• [WORK TO COMPLETE]: Set the listing down again in full, word for word, with the pictures left out.

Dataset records
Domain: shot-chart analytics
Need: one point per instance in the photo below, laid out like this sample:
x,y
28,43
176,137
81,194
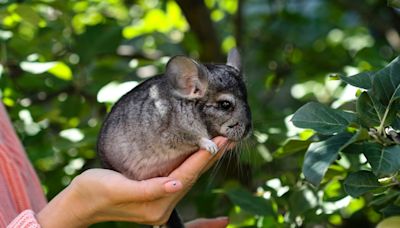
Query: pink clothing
x,y
20,188
24,220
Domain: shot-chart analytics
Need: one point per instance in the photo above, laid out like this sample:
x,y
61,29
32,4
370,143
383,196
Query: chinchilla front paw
x,y
209,145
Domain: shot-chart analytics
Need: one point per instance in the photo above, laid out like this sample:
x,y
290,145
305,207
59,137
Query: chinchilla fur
x,y
153,128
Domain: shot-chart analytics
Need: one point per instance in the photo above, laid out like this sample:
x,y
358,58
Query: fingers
x,y
188,171
147,190
220,222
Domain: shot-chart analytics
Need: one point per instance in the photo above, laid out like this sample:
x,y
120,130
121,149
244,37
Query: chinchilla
x,y
153,128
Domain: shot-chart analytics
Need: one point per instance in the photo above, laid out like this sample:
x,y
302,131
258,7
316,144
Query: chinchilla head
x,y
218,92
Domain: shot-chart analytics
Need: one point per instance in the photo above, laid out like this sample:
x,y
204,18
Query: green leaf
x,y
383,160
386,84
361,80
302,200
61,70
28,14
368,113
249,202
322,119
386,88
320,156
290,147
394,3
360,182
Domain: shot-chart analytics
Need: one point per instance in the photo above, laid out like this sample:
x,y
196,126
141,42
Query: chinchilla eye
x,y
224,105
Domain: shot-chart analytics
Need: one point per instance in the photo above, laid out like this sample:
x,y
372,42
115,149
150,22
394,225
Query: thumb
x,y
149,190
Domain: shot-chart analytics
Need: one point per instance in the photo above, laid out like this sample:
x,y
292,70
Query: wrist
x,y
65,210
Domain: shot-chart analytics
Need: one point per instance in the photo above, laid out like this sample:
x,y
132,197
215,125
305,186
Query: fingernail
x,y
173,186
223,218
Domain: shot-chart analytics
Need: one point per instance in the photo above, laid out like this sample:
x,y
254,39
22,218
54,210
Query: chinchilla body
x,y
153,128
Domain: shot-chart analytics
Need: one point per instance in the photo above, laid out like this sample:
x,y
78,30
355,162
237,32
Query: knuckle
x,y
157,217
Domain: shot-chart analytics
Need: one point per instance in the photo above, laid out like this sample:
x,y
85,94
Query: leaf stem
x,y
381,126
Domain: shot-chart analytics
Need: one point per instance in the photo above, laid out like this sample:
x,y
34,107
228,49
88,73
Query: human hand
x,y
103,195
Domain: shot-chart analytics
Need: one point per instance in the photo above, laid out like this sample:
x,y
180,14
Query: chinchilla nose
x,y
247,130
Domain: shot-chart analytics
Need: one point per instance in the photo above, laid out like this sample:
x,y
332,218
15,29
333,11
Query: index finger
x,y
193,166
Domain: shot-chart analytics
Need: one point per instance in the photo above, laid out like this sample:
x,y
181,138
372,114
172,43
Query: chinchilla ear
x,y
234,59
188,78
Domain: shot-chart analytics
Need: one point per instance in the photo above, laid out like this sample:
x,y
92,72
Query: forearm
x,y
64,211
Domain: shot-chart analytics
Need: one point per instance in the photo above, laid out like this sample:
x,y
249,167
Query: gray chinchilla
x,y
153,128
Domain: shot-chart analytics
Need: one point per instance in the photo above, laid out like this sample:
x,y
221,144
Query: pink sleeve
x,y
24,220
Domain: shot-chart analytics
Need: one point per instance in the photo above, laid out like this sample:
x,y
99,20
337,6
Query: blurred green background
x,y
64,63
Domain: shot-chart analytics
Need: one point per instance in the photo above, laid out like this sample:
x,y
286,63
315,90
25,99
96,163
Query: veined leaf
x,y
394,3
361,80
320,156
322,119
360,182
290,147
383,160
386,89
302,200
386,83
369,113
249,202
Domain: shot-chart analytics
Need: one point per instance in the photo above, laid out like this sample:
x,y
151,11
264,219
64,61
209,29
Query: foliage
x,y
64,63
368,137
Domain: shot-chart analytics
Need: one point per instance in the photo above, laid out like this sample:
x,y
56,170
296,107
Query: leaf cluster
x,y
368,137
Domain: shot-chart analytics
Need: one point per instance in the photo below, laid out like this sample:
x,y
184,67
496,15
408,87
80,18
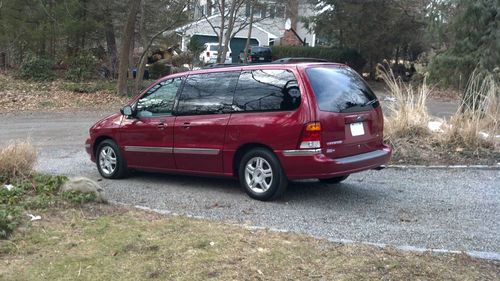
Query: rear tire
x,y
109,160
334,180
261,175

• [ANSWER FOR THIS EXERCISE]:
Domain: shot-chart analytics
Need: one point per instance in the photo below, laid out like this sample:
x,y
28,43
176,137
81,194
Query: pink clothing
x,y
20,188
24,220
Domain: shot-chart analytics
Need: one point per instance in the photo above, laid out like this sample:
x,y
61,29
32,4
370,143
383,196
Query: chinchilla front paw
x,y
209,145
Domain: shot-chart analytics
Need: one point per instance in the photo above, laid out like this sample:
x,y
290,145
305,207
59,137
Query: chinchilla fur
x,y
153,128
Domain: shot-chart analytics
Need: one point per instance in the photo above, laid out like this sample:
x,y
358,58
Query: fingers
x,y
188,171
147,190
220,222
Domain: shot-chart analytics
Need: one point per instance in the photo above, laid out like this sample:
x,y
120,130
121,149
244,37
Query: chinchilla
x,y
153,128
Domain: shot-chart analytics
Need: one point per instance in the photo above, laid out like this sample:
x,y
302,131
258,7
316,144
Query: chinchilla head
x,y
218,92
Domain: shot-chart analytics
Need: one point per instance in the photo above, laid out like this sample:
x,y
204,18
Query: green leaf
x,y
383,160
386,84
361,80
302,200
61,70
28,14
368,113
249,202
322,119
386,88
320,156
290,147
394,3
360,182
Domain: shot-chart analytics
Need: one point per instance in the photo above, laid out like this sample:
x,y
196,126
141,42
Query: chinchilla eye
x,y
224,105
Domain: shot-chart analytics
Need: one point per instance in the photo above, laid out like this sample:
x,y
372,42
115,149
150,22
394,225
Query: thumb
x,y
149,190
Domain: shot-chart analytics
Need: one point per instance in the photo above, laid out like this sample:
x,y
292,70
Query: wrist
x,y
65,210
Domain: shot-chart analytics
Need: one point per instance in the photo above, laid out like this sample:
x,y
132,197
215,125
305,186
Query: fingernail
x,y
173,186
223,218
Domain: shot-chart analytics
Need: one point per instance in the photo above, laid out like this sample:
x,y
254,39
22,218
54,210
Query: chinchilla body
x,y
153,128
Domain: shot-chart analytics
Need: one point per instance in the photo above, laid out like this sample:
x,y
78,30
355,162
237,32
Query: knuckle
x,y
157,217
Domain: shot-chart analytics
Need: one point per instance in the photo above, laid out like this sample:
x,y
85,94
Query: leaf stem
x,y
381,126
Domain: shot-chart analytics
Need: one point per instance in the photo above, laid out like this sample:
x,y
34,107
228,49
88,73
Query: human hand
x,y
103,195
Domain: shot-chart analytics
Need: one point per instance in the photo above, laid out like this sample:
x,y
180,14
Query: chinchilla nose
x,y
247,130
Domain: shot-chart analytics
Need: one point per instance in the photo above, laid out like this sample:
x,y
332,218
15,29
333,11
Query: index finger
x,y
193,166
Domain: shot-chart analytics
Need: one point per instance in the photo above, laid out like this sample:
x,y
181,138
372,114
172,43
Query: chinchilla ear
x,y
234,59
188,78
Domain: shot-chart analytics
Need: one point per instance in the photo above, laid out like this sample:
x,y
92,72
Query: forearm
x,y
64,211
Domain: shot-chart analytics
Need: one point per instance in the photo above, laid out like this sample:
x,y
249,167
Query: gray chinchilla
x,y
153,128
Domain: shot-chart analytics
Need: one point per instance in the photo above, laid out like this sample:
x,y
221,144
Query: pink sleeve
x,y
24,220
Domain: shot-chart analytics
Need: one point per instance in the photo above, laid out like this sample:
x,y
99,20
337,6
Query: blurred green background
x,y
64,63
Domain: shot-chart analytics
Need: one point per instance in the photo above, laid out like this sample:
x,y
286,63
315,90
25,99
96,163
Query: veined leaf
x,y
394,3
361,80
320,156
322,119
360,182
290,147
383,160
386,89
302,200
386,83
369,113
249,202
Domain: shot-chart analytics
Need: one point per instance in the photo above, laid out like this sample:
x,y
151,11
264,219
64,61
209,29
Query: foliage
x,y
64,63
368,137
Domain: shot-chart analytics
Need: one point per instance in the photo above, laid out like this sample:
x,y
56,170
296,107
Query: leaf cluster
x,y
368,137
Domain: shot-chart analytics
Need: one point per instance in the photo below, laid out like this sample:
x,y
184,67
496,15
408,87
80,18
Query: rear tire
x,y
109,160
334,180
261,175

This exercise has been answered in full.